#### THE EXERCISE:
Select every line in the rows below that contains the word "velvet", treating uppercase and lowercase as different, and copy each one out in full.

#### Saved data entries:
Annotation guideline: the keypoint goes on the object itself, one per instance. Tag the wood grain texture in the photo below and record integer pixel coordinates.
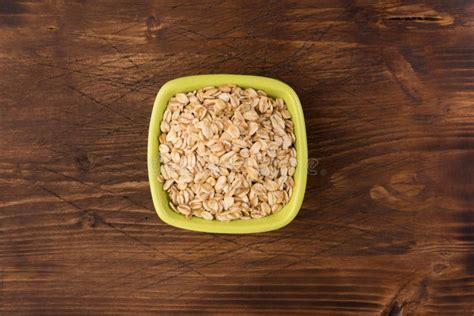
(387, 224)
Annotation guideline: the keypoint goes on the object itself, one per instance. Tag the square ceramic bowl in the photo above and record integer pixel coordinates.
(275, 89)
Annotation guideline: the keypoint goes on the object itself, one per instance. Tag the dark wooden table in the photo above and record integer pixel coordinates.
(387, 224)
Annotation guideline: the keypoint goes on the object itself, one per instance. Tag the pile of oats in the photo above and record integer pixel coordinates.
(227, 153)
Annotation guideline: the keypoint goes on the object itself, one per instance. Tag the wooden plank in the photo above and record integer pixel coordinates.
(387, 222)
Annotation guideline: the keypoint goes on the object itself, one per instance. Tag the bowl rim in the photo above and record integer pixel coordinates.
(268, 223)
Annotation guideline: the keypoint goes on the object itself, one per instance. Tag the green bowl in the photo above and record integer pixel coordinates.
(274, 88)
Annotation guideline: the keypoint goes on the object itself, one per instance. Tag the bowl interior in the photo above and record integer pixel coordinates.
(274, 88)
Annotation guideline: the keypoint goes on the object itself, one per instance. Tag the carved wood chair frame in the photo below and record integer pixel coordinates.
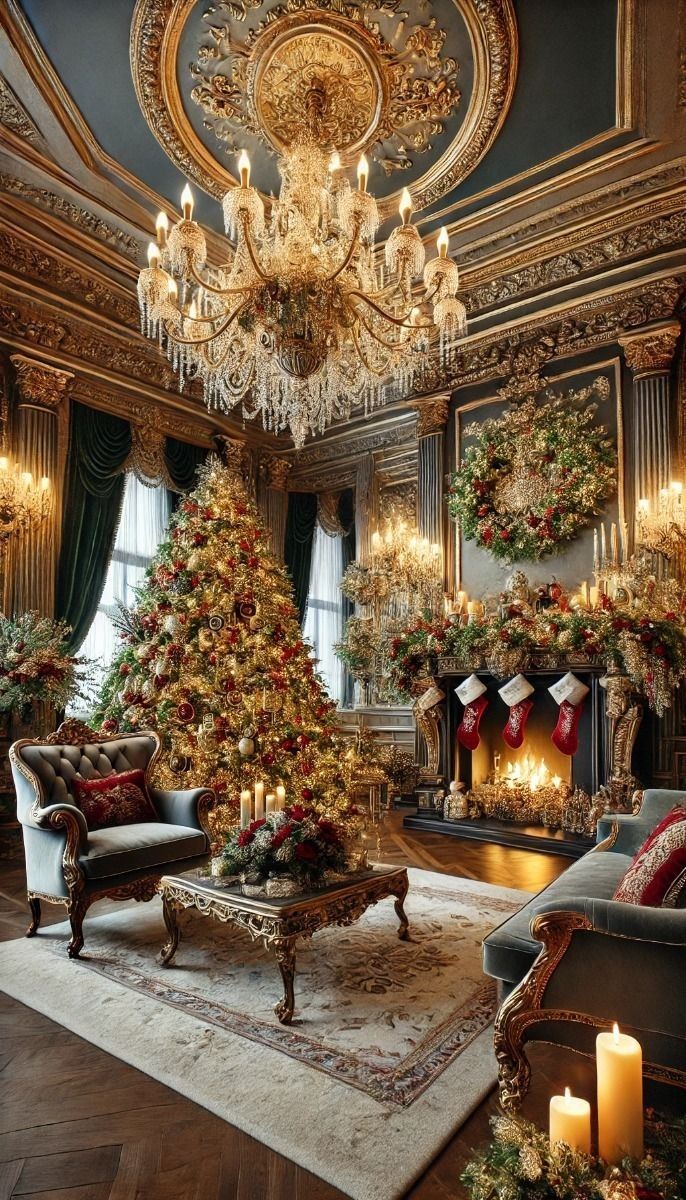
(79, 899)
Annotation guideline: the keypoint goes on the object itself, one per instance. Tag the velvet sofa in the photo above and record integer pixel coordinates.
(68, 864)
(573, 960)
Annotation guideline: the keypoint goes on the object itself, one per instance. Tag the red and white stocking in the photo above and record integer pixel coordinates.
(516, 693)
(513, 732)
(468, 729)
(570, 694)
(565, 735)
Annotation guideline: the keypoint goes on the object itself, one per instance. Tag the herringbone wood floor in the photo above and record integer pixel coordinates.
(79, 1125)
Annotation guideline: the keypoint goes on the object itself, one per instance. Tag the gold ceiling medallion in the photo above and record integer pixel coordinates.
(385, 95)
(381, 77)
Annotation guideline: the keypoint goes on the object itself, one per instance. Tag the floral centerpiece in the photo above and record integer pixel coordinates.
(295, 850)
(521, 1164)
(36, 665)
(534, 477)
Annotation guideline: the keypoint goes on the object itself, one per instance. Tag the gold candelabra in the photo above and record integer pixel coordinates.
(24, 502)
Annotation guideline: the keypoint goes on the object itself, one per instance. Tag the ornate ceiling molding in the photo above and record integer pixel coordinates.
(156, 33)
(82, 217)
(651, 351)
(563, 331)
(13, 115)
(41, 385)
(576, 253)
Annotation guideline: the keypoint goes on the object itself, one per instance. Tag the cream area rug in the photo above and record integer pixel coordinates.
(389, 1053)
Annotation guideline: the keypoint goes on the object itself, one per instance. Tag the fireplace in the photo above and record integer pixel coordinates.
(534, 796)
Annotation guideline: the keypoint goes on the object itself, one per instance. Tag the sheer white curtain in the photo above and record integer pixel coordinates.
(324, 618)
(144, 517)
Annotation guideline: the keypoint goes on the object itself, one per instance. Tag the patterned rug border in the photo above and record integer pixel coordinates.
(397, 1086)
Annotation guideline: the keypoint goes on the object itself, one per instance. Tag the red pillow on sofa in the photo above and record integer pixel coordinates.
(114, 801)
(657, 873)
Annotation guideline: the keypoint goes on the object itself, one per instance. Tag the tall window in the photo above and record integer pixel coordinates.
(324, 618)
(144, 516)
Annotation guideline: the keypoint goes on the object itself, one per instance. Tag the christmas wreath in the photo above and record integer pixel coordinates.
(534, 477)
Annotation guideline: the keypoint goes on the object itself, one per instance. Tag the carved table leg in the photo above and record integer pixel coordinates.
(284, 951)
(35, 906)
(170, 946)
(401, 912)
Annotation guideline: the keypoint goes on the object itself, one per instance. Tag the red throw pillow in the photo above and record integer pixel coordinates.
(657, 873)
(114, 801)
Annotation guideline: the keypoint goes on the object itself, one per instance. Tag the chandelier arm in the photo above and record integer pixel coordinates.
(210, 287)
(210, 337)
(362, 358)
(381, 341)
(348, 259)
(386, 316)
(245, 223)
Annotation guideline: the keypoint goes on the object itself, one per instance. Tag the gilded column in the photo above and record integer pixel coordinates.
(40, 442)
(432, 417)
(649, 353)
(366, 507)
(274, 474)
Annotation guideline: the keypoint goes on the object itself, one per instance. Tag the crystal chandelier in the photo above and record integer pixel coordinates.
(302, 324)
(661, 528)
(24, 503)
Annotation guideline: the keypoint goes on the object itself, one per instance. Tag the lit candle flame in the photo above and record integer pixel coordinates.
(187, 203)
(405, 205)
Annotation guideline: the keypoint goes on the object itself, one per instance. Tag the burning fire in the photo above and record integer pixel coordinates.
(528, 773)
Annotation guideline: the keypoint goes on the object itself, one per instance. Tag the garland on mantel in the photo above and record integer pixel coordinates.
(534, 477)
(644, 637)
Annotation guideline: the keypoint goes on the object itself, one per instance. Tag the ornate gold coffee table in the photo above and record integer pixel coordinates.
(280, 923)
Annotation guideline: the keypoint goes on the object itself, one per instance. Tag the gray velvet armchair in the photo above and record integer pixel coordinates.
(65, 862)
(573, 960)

...

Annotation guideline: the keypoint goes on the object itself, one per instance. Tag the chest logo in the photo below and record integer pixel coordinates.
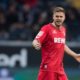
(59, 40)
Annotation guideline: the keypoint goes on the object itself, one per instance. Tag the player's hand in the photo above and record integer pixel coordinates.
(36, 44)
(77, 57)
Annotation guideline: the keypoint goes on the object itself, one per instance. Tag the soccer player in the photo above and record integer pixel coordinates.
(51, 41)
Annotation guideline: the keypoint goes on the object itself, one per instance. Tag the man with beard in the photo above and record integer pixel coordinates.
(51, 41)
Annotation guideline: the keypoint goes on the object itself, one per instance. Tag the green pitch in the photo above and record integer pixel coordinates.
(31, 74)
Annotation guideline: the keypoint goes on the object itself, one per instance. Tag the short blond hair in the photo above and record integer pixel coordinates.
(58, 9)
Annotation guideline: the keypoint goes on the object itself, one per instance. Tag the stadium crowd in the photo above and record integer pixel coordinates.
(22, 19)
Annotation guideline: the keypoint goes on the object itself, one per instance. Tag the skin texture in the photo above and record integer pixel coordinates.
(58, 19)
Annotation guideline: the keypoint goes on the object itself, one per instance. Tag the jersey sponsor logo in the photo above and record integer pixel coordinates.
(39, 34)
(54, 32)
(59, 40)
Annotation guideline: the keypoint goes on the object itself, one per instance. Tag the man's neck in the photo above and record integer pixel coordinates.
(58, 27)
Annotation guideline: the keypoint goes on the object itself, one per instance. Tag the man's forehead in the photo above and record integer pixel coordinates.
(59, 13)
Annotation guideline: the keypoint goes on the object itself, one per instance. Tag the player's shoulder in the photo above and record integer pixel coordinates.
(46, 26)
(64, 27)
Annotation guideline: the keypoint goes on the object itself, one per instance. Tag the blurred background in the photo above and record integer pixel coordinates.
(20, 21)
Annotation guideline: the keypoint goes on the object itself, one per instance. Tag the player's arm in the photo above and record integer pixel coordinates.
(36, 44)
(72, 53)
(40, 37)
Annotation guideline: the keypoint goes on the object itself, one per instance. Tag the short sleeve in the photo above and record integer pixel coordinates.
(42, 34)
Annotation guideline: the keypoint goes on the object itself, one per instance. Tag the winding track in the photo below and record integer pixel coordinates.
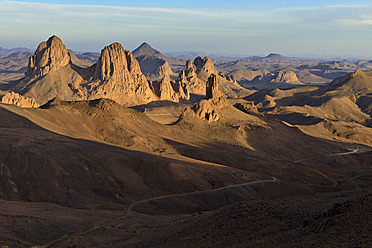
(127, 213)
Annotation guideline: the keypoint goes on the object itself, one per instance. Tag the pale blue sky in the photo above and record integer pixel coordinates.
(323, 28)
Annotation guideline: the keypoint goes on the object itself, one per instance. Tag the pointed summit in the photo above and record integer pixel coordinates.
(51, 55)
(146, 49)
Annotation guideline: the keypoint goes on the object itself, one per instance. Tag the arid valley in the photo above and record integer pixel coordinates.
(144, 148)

#### SOLVED PROBLEM:
Annotation guideline: the keypoint goes on the object itself, one per instance. Tag the velvet sofa in the photo above and record integer pixel coordinates.
Annotation guideline: the keypoint goes on the object itself, one per instance. Tag the gray velvet armchair in the photo above and record integer pixel coordinates.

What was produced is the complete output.